__Your goal__:
Which lines of the records below contain the word "bottle"? Report each of them in full.

__Provided information__:
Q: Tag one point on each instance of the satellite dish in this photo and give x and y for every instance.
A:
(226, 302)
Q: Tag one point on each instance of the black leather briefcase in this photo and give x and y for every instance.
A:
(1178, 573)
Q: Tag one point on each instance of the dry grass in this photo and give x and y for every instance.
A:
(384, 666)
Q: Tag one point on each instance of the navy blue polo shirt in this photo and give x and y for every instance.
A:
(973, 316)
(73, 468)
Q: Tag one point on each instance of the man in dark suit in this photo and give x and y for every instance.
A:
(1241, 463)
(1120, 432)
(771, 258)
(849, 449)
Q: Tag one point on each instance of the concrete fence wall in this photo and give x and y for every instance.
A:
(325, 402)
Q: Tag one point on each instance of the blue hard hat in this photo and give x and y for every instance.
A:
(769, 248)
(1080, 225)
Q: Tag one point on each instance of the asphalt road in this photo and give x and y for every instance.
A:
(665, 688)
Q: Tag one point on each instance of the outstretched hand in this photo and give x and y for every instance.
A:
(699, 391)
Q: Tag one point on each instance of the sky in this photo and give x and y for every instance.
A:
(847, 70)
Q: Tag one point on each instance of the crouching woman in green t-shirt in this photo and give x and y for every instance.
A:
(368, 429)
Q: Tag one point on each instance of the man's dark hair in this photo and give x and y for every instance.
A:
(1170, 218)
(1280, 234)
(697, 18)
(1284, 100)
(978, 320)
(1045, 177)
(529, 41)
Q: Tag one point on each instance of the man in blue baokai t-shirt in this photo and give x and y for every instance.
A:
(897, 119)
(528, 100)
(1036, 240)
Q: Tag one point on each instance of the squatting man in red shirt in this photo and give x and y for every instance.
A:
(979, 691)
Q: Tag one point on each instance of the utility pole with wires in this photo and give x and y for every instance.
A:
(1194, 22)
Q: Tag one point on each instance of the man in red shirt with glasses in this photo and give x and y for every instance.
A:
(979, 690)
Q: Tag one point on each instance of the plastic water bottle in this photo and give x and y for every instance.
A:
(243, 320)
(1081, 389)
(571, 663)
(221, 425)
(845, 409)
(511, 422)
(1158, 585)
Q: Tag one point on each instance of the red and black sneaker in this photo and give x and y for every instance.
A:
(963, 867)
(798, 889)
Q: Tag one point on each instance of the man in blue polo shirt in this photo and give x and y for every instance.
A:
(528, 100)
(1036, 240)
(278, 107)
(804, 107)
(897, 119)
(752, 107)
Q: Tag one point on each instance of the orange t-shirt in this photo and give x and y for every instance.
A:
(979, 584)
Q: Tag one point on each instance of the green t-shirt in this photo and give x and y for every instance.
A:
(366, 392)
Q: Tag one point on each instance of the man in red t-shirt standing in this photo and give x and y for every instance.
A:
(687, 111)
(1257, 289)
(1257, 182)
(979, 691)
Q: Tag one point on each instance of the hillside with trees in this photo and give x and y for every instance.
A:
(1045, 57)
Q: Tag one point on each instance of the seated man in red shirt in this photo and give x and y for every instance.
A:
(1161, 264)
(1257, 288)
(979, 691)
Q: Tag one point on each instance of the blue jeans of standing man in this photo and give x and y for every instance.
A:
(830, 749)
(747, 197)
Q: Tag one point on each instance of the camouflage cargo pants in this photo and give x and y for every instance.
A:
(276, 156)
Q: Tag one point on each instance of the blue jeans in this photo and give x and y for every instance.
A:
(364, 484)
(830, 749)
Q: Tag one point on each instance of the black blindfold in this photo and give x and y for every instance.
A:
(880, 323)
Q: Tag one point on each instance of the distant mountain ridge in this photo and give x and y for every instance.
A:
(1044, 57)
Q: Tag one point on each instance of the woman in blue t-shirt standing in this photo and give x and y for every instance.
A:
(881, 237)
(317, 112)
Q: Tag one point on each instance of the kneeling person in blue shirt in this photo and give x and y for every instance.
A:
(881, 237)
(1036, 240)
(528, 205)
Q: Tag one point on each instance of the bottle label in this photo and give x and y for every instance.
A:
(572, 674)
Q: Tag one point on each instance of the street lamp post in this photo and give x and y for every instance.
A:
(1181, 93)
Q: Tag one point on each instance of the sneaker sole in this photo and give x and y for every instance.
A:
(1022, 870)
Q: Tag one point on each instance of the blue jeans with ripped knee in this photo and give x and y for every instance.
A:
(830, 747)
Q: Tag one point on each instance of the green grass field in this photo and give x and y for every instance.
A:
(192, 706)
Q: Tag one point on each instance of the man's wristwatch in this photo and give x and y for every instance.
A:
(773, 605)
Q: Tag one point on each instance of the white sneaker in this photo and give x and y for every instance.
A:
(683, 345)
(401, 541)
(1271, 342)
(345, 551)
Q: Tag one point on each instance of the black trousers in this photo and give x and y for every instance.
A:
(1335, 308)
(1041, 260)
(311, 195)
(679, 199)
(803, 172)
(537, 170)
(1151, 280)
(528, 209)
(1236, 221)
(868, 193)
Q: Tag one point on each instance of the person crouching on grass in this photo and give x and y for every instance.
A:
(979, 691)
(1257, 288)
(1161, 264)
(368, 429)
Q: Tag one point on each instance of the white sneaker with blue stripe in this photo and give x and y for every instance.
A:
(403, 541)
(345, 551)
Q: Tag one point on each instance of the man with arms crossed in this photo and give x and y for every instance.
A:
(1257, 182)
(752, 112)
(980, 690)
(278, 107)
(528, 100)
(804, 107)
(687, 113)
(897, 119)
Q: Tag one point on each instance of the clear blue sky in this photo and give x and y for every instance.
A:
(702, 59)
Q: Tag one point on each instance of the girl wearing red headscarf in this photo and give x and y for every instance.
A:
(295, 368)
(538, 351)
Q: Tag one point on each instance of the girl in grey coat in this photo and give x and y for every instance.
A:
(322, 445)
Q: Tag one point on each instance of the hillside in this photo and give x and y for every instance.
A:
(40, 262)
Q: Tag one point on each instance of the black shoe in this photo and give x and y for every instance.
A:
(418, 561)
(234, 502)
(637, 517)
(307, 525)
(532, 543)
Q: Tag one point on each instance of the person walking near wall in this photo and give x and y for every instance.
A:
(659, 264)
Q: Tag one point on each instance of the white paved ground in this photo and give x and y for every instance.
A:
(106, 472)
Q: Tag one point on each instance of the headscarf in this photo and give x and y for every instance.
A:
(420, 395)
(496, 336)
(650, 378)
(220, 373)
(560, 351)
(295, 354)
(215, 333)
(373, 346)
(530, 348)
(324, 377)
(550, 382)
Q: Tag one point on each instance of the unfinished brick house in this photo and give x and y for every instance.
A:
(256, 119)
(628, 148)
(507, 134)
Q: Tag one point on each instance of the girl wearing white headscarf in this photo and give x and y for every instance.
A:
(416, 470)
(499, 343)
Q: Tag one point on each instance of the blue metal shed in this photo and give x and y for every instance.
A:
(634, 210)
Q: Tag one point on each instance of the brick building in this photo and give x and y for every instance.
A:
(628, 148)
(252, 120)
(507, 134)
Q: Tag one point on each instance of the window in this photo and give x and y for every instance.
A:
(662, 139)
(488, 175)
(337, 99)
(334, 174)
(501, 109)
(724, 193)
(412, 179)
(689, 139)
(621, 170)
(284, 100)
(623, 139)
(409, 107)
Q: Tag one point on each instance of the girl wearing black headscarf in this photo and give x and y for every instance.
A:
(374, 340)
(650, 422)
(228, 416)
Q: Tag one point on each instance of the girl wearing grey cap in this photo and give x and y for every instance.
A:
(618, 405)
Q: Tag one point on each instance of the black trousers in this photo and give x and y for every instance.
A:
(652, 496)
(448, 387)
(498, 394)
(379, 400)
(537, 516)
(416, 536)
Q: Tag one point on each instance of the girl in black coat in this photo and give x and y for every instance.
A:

__Answer to the problem__:
Q: Tag one point on each instance of the plastic water bottle in this photo and give x and y for every instance.
Q: Tag one point on each instance of the bottle label in this photo and give x and y for every instance.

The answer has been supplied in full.